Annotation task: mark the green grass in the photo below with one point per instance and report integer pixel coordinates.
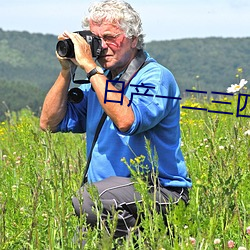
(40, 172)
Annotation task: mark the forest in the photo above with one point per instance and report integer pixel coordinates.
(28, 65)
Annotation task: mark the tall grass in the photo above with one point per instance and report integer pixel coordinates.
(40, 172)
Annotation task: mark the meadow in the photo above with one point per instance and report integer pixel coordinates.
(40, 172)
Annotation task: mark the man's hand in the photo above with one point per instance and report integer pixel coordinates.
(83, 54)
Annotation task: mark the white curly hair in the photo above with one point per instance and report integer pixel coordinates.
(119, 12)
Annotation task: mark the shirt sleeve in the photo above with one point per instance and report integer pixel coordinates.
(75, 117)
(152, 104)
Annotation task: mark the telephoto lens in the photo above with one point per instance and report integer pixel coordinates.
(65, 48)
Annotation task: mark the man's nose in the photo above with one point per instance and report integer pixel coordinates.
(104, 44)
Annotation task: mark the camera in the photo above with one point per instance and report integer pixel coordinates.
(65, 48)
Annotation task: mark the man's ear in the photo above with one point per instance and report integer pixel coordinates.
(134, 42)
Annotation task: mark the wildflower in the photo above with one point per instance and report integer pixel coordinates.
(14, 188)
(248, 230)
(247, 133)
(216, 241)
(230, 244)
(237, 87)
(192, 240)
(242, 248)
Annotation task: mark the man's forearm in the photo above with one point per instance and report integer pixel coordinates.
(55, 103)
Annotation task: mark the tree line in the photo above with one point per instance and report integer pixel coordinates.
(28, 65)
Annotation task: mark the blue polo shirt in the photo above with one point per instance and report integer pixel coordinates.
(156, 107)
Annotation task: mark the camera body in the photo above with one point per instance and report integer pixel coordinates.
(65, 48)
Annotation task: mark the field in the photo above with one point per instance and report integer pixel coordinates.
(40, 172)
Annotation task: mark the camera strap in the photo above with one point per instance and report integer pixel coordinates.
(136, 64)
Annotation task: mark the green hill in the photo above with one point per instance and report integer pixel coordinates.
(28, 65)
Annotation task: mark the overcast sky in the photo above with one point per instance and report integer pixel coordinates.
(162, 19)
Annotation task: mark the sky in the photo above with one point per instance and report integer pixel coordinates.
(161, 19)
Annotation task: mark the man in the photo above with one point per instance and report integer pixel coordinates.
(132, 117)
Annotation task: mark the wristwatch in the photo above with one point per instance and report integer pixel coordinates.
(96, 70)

----------------------------------------

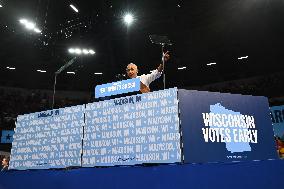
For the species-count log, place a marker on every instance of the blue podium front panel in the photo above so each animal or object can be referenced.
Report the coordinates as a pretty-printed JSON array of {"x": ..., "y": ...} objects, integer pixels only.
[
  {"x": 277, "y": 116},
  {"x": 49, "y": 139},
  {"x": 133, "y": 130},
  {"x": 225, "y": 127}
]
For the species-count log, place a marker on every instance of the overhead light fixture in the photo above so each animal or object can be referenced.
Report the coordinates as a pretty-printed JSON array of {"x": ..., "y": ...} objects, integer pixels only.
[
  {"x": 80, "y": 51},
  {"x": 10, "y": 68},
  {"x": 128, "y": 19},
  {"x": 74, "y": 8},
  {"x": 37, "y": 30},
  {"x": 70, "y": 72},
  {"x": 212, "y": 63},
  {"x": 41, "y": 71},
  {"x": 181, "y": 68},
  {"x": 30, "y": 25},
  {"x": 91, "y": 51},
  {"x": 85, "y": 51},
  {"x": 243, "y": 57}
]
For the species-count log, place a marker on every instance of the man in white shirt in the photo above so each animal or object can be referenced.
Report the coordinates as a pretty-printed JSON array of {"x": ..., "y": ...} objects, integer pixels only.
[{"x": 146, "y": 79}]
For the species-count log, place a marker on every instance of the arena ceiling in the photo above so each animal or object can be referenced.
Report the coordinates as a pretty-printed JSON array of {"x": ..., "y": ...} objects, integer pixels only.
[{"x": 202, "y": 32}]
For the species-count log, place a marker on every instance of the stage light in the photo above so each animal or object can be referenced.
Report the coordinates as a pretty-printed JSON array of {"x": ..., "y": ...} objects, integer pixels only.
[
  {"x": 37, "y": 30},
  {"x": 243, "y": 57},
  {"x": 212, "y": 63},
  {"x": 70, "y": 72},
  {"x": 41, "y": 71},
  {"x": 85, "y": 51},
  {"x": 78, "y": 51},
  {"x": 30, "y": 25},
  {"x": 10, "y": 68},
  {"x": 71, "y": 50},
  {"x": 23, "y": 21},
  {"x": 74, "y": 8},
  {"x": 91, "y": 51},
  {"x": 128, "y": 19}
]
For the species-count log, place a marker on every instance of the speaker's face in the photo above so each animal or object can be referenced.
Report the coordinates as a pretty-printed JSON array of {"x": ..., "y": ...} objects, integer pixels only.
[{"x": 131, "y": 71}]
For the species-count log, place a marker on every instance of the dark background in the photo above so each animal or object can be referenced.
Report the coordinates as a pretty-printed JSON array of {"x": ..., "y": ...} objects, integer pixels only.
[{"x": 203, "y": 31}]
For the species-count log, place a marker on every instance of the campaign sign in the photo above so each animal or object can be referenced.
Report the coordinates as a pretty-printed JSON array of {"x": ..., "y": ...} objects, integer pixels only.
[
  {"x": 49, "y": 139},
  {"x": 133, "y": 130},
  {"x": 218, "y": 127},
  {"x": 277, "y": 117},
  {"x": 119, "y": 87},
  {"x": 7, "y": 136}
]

----------------------------------------

Exercise brief -
Pull out every line of the records above that contains the word "light", and copy each one in full.

Task output -
For the species-count log, place a marker on every instance of the overhead light fixture in the photo above so each animal or object can be referenced.
For the species-count log, place a marker on every instance of the stage light in the photo above so each animal or object can be referenced.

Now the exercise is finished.